[The problem]:
Rewrite the lines from the line with "If you could tag the seagull's head" up to and including the line with "If you could tag the flying", putting "marker" in place of "dot" and changing nothing else.

[Provided data]:

.....

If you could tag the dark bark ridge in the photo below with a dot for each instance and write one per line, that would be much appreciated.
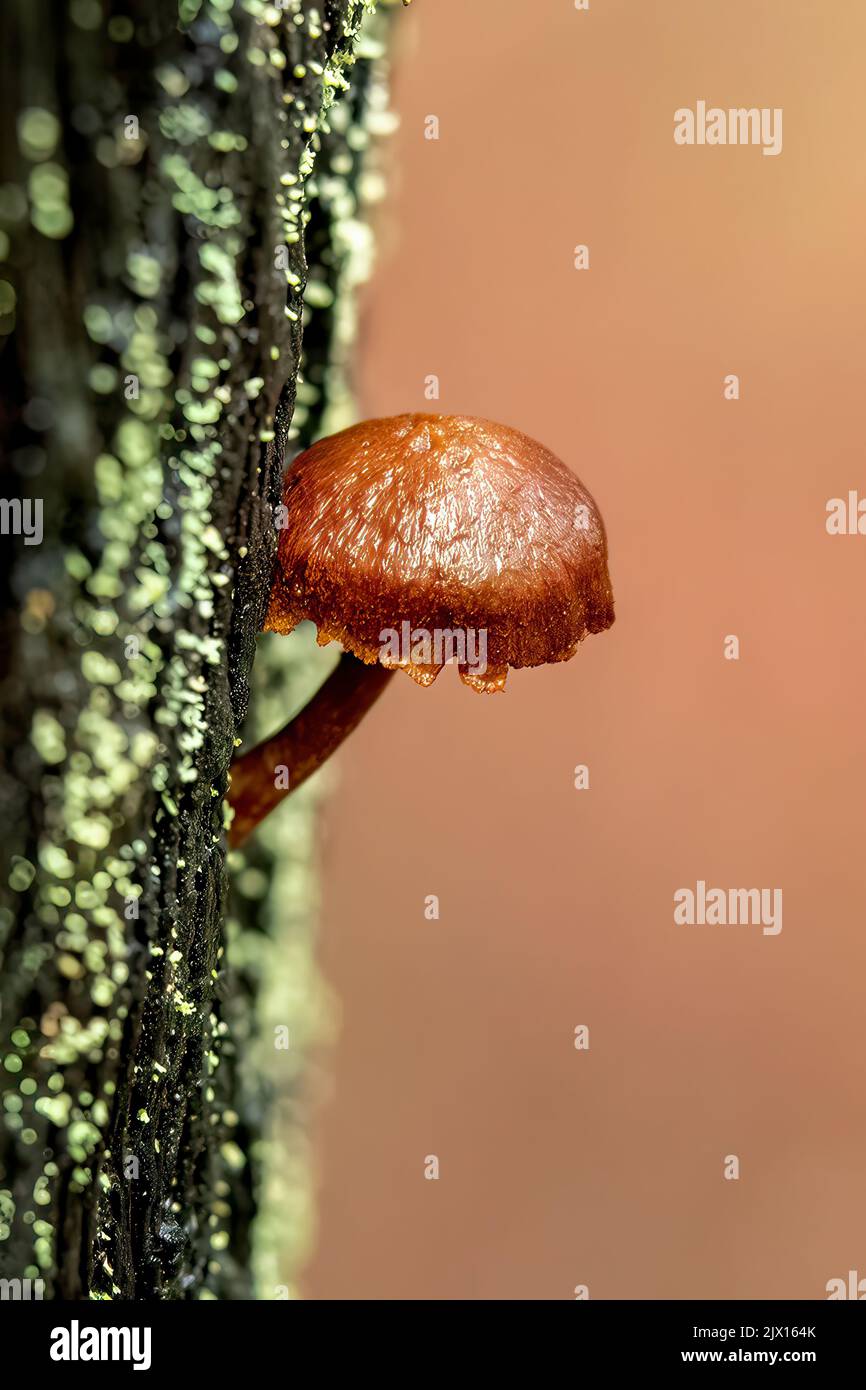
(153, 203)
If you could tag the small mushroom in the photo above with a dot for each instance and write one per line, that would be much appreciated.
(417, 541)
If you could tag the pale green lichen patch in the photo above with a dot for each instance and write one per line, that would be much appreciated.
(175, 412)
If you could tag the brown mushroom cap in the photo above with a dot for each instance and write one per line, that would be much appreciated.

.....

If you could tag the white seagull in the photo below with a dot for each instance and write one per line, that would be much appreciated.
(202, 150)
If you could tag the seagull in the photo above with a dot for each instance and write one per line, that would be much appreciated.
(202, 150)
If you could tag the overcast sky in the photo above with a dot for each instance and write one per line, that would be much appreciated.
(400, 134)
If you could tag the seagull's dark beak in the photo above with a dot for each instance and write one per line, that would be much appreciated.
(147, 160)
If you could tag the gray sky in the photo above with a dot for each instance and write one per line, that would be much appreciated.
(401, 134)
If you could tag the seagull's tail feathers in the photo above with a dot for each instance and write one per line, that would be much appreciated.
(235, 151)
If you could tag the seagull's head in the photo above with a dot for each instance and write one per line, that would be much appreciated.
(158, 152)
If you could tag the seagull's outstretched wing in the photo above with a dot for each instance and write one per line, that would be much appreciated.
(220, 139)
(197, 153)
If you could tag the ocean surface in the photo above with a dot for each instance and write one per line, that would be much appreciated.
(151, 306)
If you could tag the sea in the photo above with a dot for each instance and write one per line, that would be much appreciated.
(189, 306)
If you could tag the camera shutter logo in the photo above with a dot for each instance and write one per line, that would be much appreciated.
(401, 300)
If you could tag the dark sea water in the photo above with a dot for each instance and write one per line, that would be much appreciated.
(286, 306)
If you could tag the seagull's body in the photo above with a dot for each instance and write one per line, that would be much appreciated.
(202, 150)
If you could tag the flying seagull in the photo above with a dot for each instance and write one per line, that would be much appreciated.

.....

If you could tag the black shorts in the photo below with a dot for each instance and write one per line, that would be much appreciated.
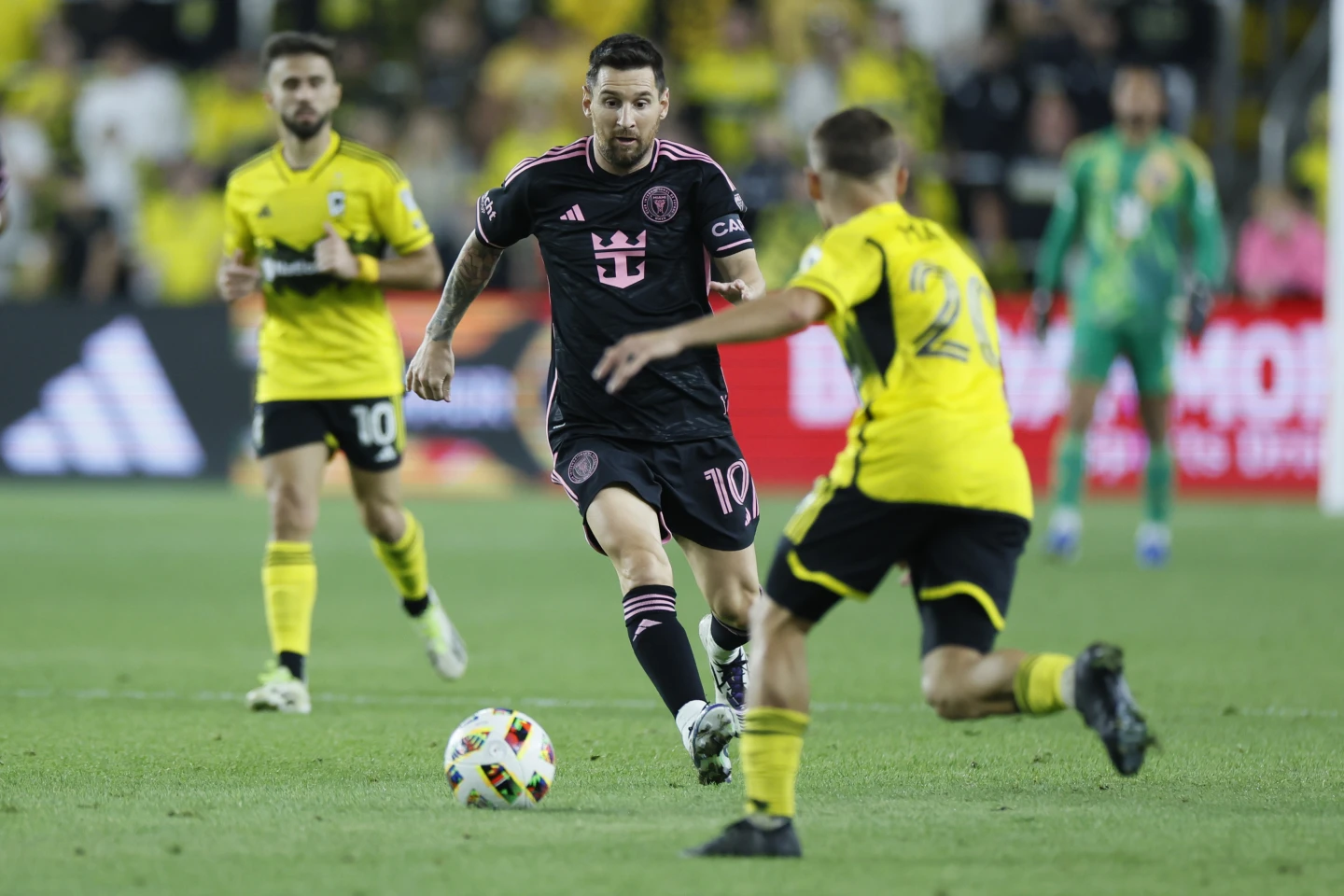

.....

[Worked answer]:
If you could tag the seagull's head in the photo above with a marker for each instance and write one per line, that would be much appreciated.
(158, 152)
If you could tag the seagull's outstretched wing in the photo above with a marker for each instance and write one per line, that would be much appreciated.
(220, 139)
(197, 153)
If you could tag the ocean surface in the photo above with a marker for each instance and write one per line, that would be much appreciated.
(151, 306)
If you could tag the sea in the photo above with a marker for each instance and write one per line, that would be much appreciated.
(189, 306)
If you could tag the camera shutter logo in the photo above with a marker for each instance and write one per line, that would be much appreciated.
(401, 300)
If you could tag the dark sea water in the photo above with a marker for each instance and write one per line, that would be much appreciated.
(286, 306)
If you could tag the seagull's body in the photo above with a marker for each instance and write one per line, that would be much appreciated.
(202, 150)
If you could tag the flying seagull in the photo above with a marker for each instance and write one per line, that would be much appreciated.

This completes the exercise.